**Extracted text**

From building scalable databases to yes -- writing emails and Slack messages -- fintech CTOs are tasked with big responsibilities. It can help when they have diverse backgrounds, building tech solutions in various industries. It even helps hone their communication skills.
Audrius Zujus: I started in consulting, so I guess I did start writing emails and Slack messages, way before Slack actually. I worked at Deloitte Digital, and I was a developer there. I worked on a lot of open banking projects, which is a similar feel to what we do, just in another industry. I had a very interesting long, winding road before ending up working on employment data. I essentially went through leaving Deloitte, starting my own VR startup that ended up not going anywhere, but I ended up selling the technology I had for one of the largest defense contractors in Europe. Then I worked in the field of defense for almost five years, primarily with simulation technologies. After a while I was ready to get back into fintech, and started contracting as a technology vp for hire. That's how I met Shmulik. We met while working online, and he had some interesting, crazy ideas that sounded way too simple at the beginning. We started building and here we are, three years later.
It’s not uncommon for tech professionals to move back and forth between various industries. That’s Audrius’ story with defense contracting. It makes sense. Some of the same skill sets and technologies -- like big data and aggregating data across various sources -- are employed in both industries. Some of the same challenges exist, too.

**Stored data**
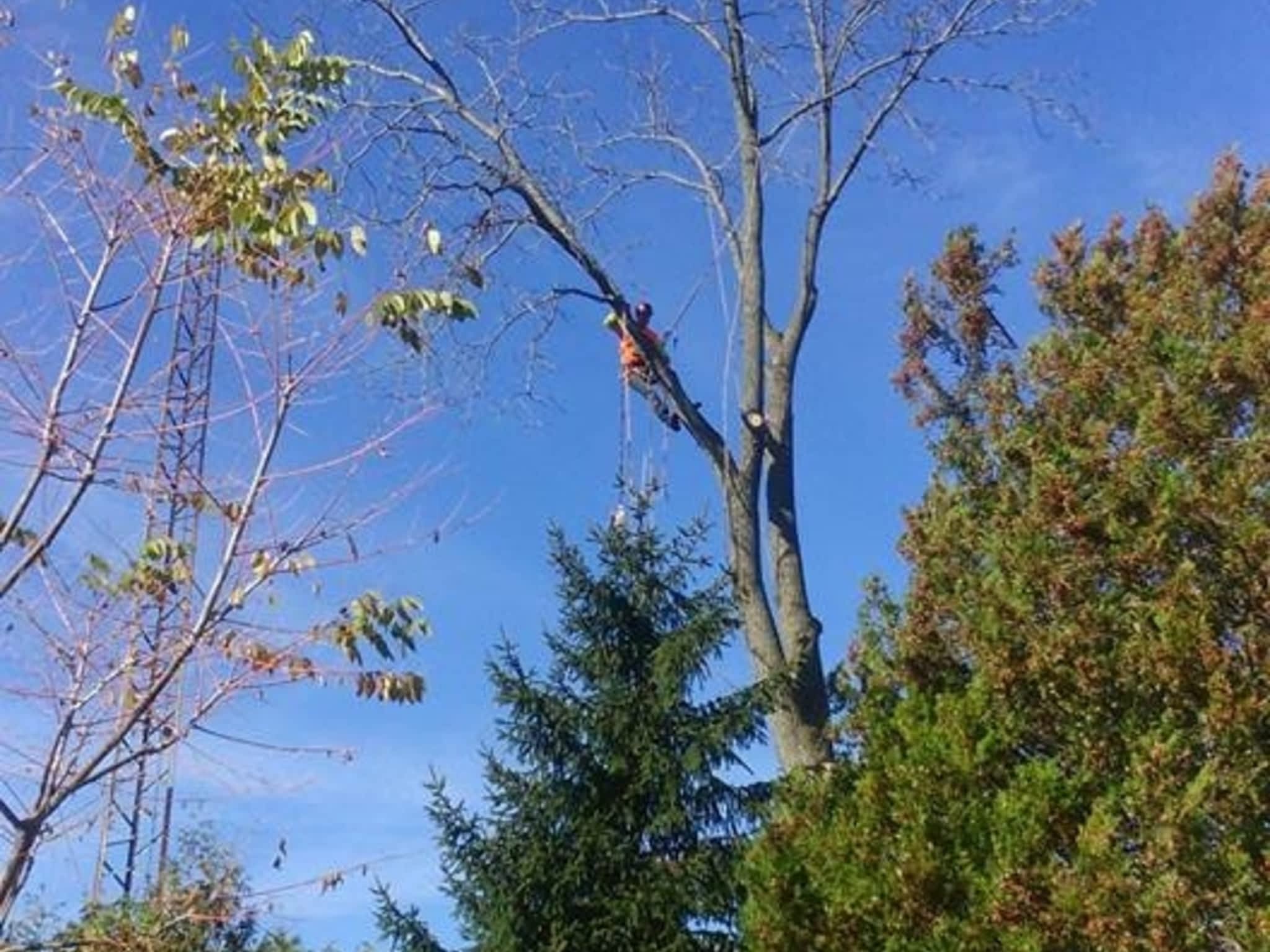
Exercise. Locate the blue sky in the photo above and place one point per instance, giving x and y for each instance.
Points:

**Problem statement**
Pull out the passage on fintech CTOs, copying everything from "From building scalable" down to "their communication skills." word for word.

**Answer to the task**
From building scalable databases to yes -- writing emails and Slack messages -- fintech CTOs are tasked with big responsibilities. It can help when they have diverse backgrounds, building tech solutions in various industries. It even helps hone their communication skills.